## Brief
Pick out each line in the records below that contains the word "Target". Case counts.

## Extracted records
---

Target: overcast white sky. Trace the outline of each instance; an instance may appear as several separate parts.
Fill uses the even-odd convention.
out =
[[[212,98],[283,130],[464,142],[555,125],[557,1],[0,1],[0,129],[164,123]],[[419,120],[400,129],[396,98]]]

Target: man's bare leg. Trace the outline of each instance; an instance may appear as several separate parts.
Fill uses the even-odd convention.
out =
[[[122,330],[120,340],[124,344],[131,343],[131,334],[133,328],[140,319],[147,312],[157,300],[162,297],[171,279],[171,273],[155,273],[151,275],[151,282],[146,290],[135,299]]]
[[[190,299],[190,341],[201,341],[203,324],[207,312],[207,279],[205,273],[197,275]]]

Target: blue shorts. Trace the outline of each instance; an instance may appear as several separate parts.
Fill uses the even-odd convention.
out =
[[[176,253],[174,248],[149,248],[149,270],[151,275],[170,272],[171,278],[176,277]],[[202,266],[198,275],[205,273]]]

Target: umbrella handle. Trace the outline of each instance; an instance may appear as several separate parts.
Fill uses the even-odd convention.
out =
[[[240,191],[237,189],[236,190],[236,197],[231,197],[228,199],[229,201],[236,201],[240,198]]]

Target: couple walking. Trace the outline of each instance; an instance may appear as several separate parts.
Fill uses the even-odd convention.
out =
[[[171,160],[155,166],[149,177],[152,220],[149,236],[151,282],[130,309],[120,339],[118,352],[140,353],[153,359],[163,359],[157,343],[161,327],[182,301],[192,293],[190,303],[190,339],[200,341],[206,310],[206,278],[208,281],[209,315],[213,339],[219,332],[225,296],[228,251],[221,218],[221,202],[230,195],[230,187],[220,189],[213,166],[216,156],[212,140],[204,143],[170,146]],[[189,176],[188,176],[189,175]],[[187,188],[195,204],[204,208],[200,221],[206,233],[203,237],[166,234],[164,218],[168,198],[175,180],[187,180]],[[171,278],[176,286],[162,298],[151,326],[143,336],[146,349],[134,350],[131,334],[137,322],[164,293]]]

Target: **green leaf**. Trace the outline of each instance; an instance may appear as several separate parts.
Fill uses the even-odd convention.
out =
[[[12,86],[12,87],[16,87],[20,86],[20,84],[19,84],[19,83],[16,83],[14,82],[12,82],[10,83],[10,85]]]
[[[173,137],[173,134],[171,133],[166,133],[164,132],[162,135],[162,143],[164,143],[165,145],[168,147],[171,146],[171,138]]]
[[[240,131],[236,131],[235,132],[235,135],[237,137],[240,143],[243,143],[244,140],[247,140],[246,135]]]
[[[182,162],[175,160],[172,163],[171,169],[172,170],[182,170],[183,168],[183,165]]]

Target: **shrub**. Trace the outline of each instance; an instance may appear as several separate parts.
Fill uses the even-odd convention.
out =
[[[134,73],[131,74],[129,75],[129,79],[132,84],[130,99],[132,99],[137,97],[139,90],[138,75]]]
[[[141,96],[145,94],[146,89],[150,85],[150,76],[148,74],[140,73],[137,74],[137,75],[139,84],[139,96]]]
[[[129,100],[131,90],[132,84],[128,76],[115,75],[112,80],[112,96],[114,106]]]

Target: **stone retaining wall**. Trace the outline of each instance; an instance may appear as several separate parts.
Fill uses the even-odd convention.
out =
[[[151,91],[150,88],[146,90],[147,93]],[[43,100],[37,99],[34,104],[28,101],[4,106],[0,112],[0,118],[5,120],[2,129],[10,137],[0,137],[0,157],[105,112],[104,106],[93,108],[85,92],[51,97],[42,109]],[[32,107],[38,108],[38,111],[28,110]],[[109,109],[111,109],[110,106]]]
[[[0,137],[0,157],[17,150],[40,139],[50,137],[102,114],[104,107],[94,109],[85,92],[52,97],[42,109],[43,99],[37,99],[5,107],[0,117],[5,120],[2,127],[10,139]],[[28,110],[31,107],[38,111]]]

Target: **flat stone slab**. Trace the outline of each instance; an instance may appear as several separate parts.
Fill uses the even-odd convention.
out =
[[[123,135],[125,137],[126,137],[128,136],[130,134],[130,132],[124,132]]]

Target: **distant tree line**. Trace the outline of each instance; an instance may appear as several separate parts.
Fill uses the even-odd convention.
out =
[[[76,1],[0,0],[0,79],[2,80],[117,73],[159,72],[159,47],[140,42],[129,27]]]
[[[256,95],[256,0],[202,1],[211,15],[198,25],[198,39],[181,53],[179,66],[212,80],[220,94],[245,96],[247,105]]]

---

## Final result
Target: overcast white sky. Trace the outline of each instance; an instance may appear as several separate parts.
Target: man's bare leg. Trace the outline of each instance; an instance may appear as several separate parts.
Target: blue shorts. Trace the outline of each instance; an instance may appear as several separate parts.
Target: umbrella handle. Trace the outline of each instance; an instance may appear as several separate parts.
Target: couple walking. Trace the outline of each instance; an instance may appear as several separate parts.
Target: **green leaf**. Trace the outline of each instance; an instance may appear as several separate parts.
Target: **shrub**. Trace the outline of each instance; an instance may appear as several separate parts.
Target: **stone retaining wall**. Trace the outline of each instance; an instance may appear as several separate parts.
Target: **flat stone slab**. Trace the outline of each instance; an instance may appear as several separate parts.
Target: **distant tree line**. Trace the outline of each instance; an instance may appear as several separate parts.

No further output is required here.